▸ **THE PROBLEM**:
In the listing below, print exactly the lines between the line holding "scroll carving shown above." and the line holding "Target: carved flower", inclusive, and no more.

⟨

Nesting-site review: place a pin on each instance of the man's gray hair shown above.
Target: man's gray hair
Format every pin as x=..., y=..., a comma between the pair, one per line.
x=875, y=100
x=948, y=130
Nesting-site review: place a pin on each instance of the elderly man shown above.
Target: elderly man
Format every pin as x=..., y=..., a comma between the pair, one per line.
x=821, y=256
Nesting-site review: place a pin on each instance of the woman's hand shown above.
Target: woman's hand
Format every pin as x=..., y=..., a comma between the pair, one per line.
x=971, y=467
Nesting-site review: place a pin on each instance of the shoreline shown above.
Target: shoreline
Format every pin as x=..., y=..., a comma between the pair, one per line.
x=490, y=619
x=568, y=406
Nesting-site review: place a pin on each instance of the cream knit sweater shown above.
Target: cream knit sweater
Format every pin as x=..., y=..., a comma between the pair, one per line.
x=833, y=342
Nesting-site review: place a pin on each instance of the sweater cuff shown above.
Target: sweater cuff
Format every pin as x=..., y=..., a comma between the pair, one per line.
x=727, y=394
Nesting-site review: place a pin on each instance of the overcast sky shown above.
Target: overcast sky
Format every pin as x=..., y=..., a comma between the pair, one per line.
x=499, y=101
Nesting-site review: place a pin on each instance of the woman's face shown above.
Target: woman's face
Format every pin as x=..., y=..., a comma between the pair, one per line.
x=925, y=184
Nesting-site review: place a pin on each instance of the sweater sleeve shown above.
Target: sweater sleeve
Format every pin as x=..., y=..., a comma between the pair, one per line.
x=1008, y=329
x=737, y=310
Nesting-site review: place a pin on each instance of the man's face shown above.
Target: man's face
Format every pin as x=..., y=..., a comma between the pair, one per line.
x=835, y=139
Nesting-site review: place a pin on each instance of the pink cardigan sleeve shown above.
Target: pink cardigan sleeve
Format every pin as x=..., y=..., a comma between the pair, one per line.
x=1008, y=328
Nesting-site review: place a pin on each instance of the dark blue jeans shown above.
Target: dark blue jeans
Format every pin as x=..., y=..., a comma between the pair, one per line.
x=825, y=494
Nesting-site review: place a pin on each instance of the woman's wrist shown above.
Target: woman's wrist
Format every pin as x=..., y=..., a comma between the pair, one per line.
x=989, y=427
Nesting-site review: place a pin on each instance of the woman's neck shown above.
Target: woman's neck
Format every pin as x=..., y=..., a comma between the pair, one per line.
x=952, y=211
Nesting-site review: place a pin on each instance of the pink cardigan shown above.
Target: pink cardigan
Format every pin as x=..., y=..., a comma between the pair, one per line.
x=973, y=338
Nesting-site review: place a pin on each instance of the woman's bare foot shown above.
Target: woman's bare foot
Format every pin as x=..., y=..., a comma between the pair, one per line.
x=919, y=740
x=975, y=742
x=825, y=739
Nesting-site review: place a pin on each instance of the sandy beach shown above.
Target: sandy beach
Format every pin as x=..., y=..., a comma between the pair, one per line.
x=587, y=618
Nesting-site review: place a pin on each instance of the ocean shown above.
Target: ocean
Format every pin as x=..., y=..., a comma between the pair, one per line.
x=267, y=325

⟩
⟨

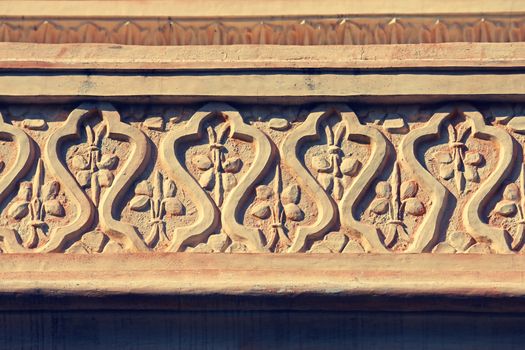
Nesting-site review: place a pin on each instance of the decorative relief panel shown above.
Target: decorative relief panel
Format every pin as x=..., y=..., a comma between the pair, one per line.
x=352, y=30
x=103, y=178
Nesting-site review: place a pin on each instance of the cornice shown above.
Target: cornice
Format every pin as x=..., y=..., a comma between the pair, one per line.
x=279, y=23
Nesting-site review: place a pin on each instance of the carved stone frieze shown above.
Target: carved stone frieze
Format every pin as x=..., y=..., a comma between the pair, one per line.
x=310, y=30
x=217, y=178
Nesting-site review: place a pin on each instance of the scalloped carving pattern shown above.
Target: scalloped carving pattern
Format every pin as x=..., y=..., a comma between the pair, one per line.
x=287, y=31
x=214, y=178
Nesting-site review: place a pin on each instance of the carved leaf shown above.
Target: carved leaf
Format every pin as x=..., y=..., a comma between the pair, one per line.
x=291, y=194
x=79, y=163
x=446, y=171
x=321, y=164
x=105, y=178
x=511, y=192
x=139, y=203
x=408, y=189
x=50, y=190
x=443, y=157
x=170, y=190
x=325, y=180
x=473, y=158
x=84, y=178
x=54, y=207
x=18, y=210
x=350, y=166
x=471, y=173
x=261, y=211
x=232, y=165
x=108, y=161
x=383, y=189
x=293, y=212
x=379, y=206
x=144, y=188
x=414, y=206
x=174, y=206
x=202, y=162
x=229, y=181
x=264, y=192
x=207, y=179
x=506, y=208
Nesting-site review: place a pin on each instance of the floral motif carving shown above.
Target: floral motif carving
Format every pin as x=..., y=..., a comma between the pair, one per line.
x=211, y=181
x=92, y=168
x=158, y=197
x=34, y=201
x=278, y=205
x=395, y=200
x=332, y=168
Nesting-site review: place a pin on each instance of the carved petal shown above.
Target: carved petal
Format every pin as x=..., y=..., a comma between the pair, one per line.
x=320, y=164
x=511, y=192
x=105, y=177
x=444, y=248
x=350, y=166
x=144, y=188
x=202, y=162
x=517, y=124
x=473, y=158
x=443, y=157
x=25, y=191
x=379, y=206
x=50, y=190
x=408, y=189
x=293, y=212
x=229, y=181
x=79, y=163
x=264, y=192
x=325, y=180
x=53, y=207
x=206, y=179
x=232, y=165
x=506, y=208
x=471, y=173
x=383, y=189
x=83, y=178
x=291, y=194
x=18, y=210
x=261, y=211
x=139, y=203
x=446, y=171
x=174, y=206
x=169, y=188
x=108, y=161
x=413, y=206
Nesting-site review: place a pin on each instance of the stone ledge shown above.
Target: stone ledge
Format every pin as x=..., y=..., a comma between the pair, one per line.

⟩
⟨

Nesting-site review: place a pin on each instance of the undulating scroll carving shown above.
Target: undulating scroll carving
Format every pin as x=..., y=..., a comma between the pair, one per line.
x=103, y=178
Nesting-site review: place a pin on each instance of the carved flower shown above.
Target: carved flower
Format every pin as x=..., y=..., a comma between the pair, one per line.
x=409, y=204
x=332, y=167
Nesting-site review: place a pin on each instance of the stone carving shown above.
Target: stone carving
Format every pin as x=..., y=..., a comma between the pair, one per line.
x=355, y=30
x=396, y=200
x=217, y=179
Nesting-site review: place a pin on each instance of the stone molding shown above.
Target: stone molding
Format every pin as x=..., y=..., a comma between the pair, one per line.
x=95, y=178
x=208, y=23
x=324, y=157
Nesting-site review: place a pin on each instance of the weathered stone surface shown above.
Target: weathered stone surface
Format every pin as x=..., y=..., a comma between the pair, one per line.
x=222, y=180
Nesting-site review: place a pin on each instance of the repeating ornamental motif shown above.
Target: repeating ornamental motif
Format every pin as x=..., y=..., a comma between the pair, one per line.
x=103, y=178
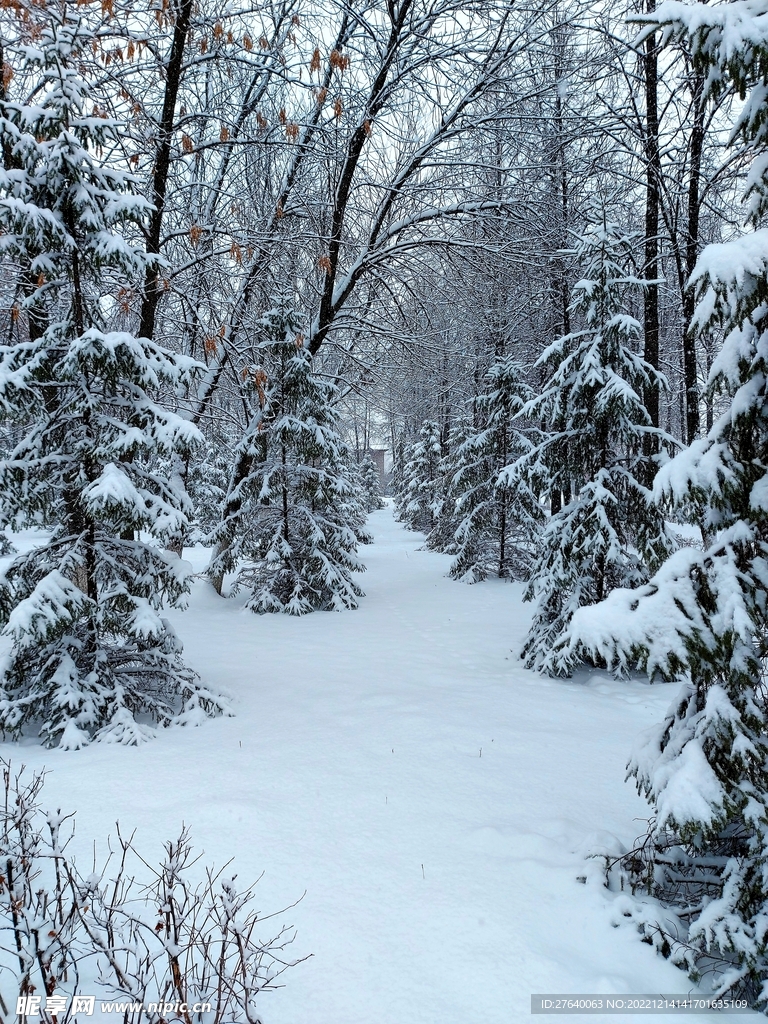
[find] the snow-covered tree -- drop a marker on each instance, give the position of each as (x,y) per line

⟩

▸ **REPLY**:
Nesting-site review: place a pin on each instance of the undulating scroll carving shown above.
Target: undulating scroll carving
Format every pin as x=..., y=..., a comma between the pair, one per line.
x=103, y=178
Nesting-site review: place a pin on each instance of the carved flower shown above.
Target: carved flower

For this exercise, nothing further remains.